Les apports de l’étude de branche Fonderie

22 fiches substances, dont 17 partiellement partagées avec l’étude de branche Travail mécanique des métaux et Traitement de surface CETIM, ont été documentées. Un guide d’application en présente l’utilisation. Les fiches substances :

  • synthétisent les résultats des campagnes de surveillance initiale et d’investigation de sites, en précisant les fréquences de quantification et les niveaux de rejets en concentrations (µg/l) et flux moyens journaliers (g/j) des sites les moins et les plus contributeurs,
  • établissent un recensement des principales utilisations en fonderie et d’autres usages pouvant interférer,
  • identifient des pistes de réduction des émissions de substances en termes de substitutions envisageables, de réductions à la source et de traitements, à adapter au cas par cas selon le contexte de chaque établissement.

La réduction à la source reste primordiale dans un objectif de réduction générale des émissions de micropolluants. Aussi quelques bonnes pratiques sectorielles sont rappelées ci-dessous : —————————————————————————————————–

L’application des Meilleures Techniques Disponibles (décrites dans le BREF Fonderie de 2005):

  • générales (gestion des flux de matériaux, finition des pièces coulées, gestion des eaux résiduaires, réduction des émissions diffuses, et gestion environnementale),
  • et propres à certains process, peut permettre de limiter les rejets de substances dans l’eau.

####

> [Consigne 1]: Réécrivez le texte sur l’étude de branche Fonderie de « L’application des Meilleures » à « substances dans l’eau. », en remplaçant « l’eau » par « le milieu aquatique ».
> [Consigne 2]: Selon le texte sur l’étude de branche Fonderie, de quelle année date le BREF Fonderie qui décrit les Meilleures Techniques Disponibles ?

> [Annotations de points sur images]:
####

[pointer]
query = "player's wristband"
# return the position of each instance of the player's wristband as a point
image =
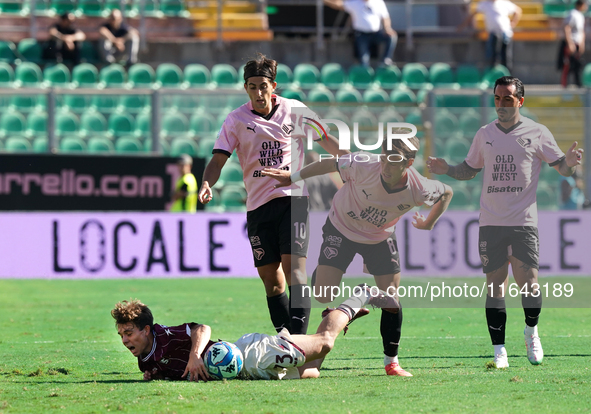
(296, 176)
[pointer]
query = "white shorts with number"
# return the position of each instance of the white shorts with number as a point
(270, 357)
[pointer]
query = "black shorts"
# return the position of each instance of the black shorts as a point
(338, 251)
(278, 227)
(497, 243)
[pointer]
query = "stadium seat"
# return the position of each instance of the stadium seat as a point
(284, 75)
(128, 144)
(169, 75)
(72, 144)
(112, 76)
(224, 75)
(57, 75)
(306, 75)
(415, 75)
(7, 51)
(100, 145)
(183, 145)
(28, 74)
(12, 123)
(174, 124)
(17, 144)
(388, 77)
(197, 76)
(361, 77)
(37, 124)
(6, 75)
(85, 75)
(332, 75)
(93, 123)
(30, 50)
(141, 75)
(121, 123)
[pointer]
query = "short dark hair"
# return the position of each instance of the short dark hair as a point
(260, 66)
(511, 80)
(133, 311)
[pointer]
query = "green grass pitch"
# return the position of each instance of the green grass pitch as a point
(59, 352)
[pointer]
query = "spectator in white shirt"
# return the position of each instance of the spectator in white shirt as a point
(500, 17)
(371, 26)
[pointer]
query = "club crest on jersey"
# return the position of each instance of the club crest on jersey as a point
(524, 142)
(330, 252)
(258, 253)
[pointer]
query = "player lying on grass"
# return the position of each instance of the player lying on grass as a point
(378, 190)
(173, 352)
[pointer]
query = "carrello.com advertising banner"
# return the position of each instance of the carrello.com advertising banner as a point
(111, 245)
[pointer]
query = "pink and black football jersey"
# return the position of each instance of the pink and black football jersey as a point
(170, 351)
(363, 210)
(277, 140)
(512, 160)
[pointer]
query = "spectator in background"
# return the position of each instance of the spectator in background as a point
(184, 197)
(500, 17)
(573, 46)
(120, 41)
(572, 196)
(64, 44)
(371, 26)
(321, 188)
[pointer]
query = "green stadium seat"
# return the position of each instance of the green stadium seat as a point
(332, 75)
(72, 144)
(361, 77)
(197, 76)
(30, 50)
(141, 75)
(37, 124)
(57, 75)
(7, 51)
(224, 75)
(85, 75)
(17, 144)
(12, 123)
(120, 124)
(6, 75)
(468, 76)
(28, 74)
(100, 145)
(112, 76)
(66, 123)
(183, 145)
(93, 123)
(284, 75)
(128, 144)
(348, 95)
(415, 75)
(174, 124)
(305, 75)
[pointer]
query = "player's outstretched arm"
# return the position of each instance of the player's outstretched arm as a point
(210, 176)
(573, 157)
(437, 210)
(286, 178)
(200, 336)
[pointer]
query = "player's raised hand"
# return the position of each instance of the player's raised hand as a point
(574, 155)
(205, 193)
(282, 176)
(437, 165)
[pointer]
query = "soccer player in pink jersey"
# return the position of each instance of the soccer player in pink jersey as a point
(174, 352)
(378, 190)
(511, 150)
(271, 131)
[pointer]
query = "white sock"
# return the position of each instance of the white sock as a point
(389, 360)
(531, 330)
(500, 349)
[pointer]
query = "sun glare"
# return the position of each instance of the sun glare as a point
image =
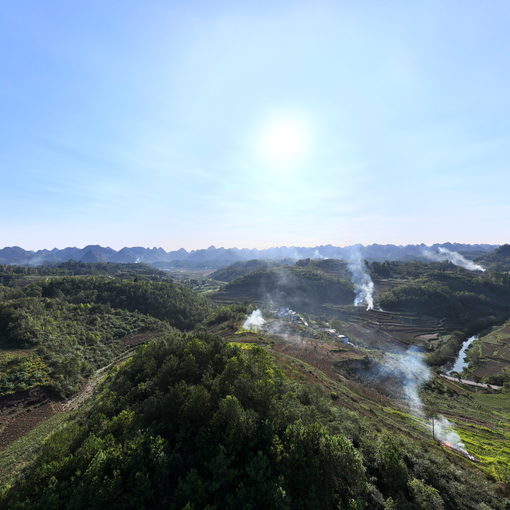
(284, 141)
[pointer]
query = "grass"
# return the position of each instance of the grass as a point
(23, 451)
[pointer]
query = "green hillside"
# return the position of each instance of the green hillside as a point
(300, 288)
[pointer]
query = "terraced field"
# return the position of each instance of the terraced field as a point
(490, 354)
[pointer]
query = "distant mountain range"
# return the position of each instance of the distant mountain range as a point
(215, 258)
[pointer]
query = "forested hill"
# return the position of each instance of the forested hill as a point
(192, 422)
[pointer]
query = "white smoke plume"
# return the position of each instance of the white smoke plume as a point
(414, 373)
(363, 284)
(254, 321)
(444, 431)
(453, 257)
(317, 255)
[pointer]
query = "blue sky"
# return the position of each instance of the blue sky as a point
(253, 124)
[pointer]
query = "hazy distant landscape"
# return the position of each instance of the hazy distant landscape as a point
(254, 255)
(390, 377)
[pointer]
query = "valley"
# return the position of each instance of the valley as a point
(71, 337)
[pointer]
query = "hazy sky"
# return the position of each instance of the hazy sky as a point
(253, 124)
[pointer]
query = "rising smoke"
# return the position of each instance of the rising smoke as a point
(412, 371)
(361, 280)
(443, 254)
(254, 321)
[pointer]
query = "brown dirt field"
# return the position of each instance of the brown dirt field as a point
(20, 412)
(23, 421)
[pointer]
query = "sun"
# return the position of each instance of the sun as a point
(284, 140)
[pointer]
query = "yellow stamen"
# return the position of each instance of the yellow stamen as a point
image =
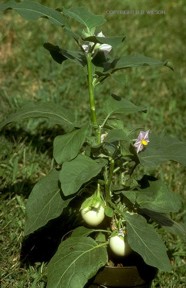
(144, 142)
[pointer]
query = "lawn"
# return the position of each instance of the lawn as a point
(28, 74)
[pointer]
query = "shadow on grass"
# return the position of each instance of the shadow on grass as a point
(41, 140)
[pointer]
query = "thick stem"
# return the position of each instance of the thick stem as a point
(108, 179)
(92, 98)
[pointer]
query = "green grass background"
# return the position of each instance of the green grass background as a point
(27, 73)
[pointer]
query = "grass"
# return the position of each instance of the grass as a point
(29, 74)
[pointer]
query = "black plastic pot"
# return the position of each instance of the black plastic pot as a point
(139, 275)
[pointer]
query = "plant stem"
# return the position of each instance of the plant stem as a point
(92, 98)
(108, 179)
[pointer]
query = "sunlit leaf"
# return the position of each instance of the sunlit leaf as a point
(157, 197)
(53, 112)
(76, 261)
(83, 16)
(60, 55)
(133, 61)
(44, 202)
(77, 172)
(113, 41)
(144, 239)
(163, 148)
(67, 146)
(118, 105)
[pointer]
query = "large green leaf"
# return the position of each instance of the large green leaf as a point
(77, 172)
(163, 148)
(66, 147)
(51, 111)
(76, 261)
(116, 135)
(32, 10)
(60, 55)
(165, 221)
(158, 198)
(143, 239)
(113, 41)
(133, 61)
(44, 202)
(83, 16)
(118, 105)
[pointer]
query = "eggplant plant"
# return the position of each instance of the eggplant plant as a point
(104, 164)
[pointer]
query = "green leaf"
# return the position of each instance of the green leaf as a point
(51, 111)
(165, 221)
(158, 198)
(82, 231)
(66, 147)
(131, 61)
(163, 148)
(76, 261)
(113, 41)
(116, 135)
(31, 10)
(144, 239)
(44, 202)
(77, 172)
(83, 16)
(118, 105)
(60, 55)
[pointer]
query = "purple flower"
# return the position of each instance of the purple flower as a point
(142, 140)
(106, 48)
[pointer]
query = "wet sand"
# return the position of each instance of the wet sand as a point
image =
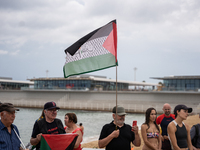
(191, 120)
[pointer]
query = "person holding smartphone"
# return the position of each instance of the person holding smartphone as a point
(117, 135)
(150, 131)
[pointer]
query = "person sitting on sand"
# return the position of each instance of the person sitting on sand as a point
(71, 127)
(150, 131)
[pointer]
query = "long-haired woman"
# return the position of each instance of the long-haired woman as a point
(150, 131)
(71, 127)
(178, 131)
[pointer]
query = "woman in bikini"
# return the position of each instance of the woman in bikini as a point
(178, 131)
(150, 131)
(71, 127)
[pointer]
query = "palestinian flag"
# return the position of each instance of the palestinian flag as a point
(58, 141)
(95, 51)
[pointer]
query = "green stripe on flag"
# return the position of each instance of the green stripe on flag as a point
(44, 145)
(89, 65)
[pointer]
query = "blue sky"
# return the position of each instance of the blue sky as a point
(159, 38)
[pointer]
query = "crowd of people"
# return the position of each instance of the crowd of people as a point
(166, 132)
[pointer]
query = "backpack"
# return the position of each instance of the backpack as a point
(194, 140)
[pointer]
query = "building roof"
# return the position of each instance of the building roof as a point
(176, 77)
(99, 78)
(15, 81)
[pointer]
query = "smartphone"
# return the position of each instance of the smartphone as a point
(134, 123)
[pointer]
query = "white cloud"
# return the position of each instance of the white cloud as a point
(2, 52)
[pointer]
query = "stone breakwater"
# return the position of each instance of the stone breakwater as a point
(133, 102)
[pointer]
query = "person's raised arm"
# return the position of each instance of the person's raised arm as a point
(144, 137)
(104, 142)
(171, 129)
(79, 139)
(137, 141)
(188, 137)
(159, 142)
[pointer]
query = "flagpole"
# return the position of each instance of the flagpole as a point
(116, 97)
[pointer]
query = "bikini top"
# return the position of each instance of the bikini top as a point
(152, 135)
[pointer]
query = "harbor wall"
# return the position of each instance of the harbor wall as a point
(134, 102)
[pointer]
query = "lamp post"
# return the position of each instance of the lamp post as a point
(47, 73)
(135, 73)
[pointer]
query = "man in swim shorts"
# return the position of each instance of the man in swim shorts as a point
(163, 120)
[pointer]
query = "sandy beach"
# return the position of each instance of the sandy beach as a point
(191, 120)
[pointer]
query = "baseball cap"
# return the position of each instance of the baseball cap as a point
(50, 105)
(120, 110)
(181, 106)
(8, 107)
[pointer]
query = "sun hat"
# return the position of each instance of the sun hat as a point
(8, 107)
(50, 105)
(120, 110)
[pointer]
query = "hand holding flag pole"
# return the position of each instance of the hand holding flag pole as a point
(23, 146)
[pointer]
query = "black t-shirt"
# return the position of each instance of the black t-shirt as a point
(54, 127)
(51, 129)
(122, 142)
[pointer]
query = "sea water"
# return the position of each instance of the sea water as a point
(92, 121)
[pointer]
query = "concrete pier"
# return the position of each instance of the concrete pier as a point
(134, 102)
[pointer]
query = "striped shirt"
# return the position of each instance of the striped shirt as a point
(9, 141)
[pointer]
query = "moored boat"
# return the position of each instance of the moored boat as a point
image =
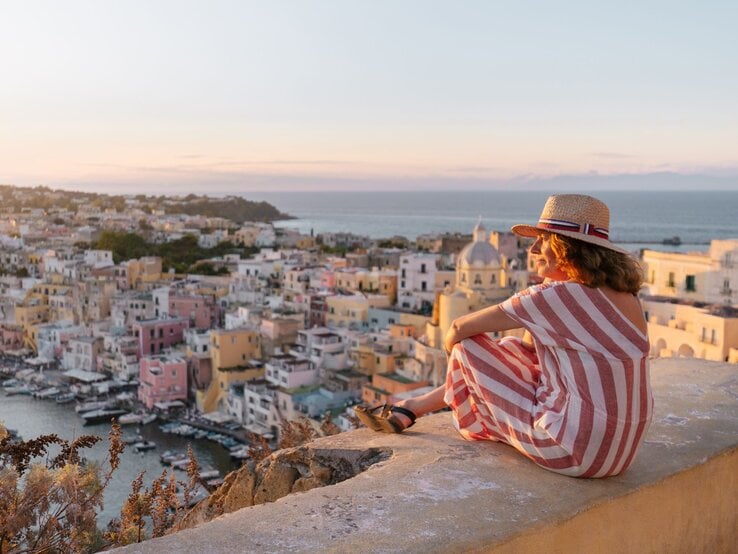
(93, 405)
(65, 397)
(144, 445)
(49, 392)
(139, 417)
(102, 416)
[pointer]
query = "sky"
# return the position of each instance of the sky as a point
(230, 96)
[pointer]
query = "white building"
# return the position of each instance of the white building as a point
(288, 371)
(710, 276)
(417, 280)
(324, 348)
(686, 330)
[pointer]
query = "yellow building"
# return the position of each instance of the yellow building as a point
(371, 359)
(232, 353)
(29, 316)
(351, 311)
(143, 270)
(373, 281)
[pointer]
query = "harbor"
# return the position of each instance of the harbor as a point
(215, 449)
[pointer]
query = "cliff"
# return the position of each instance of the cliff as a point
(429, 491)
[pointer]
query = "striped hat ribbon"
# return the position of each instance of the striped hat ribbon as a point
(584, 228)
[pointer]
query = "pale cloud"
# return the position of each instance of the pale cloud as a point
(612, 155)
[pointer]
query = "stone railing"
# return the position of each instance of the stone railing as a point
(428, 491)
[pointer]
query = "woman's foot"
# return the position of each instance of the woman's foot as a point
(386, 418)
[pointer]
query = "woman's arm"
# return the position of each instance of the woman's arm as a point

####

> [Réponse attendue 1]:
L’application des Meilleures Techniques Disponibles (décrites dans le BREF Fonderie de 2005):

  • générales (gestion des flux de matériaux, finition des pièces coulées, gestion des eaux résiduaires, réduction des émissions diffuses, et gestion environnementale),
  • et propres à certains process, peut permettre de limiter les rejets de substances dans le milieu aquatique.

> [Réponse attendue 2]: Le BREF Fonderie date de 2005.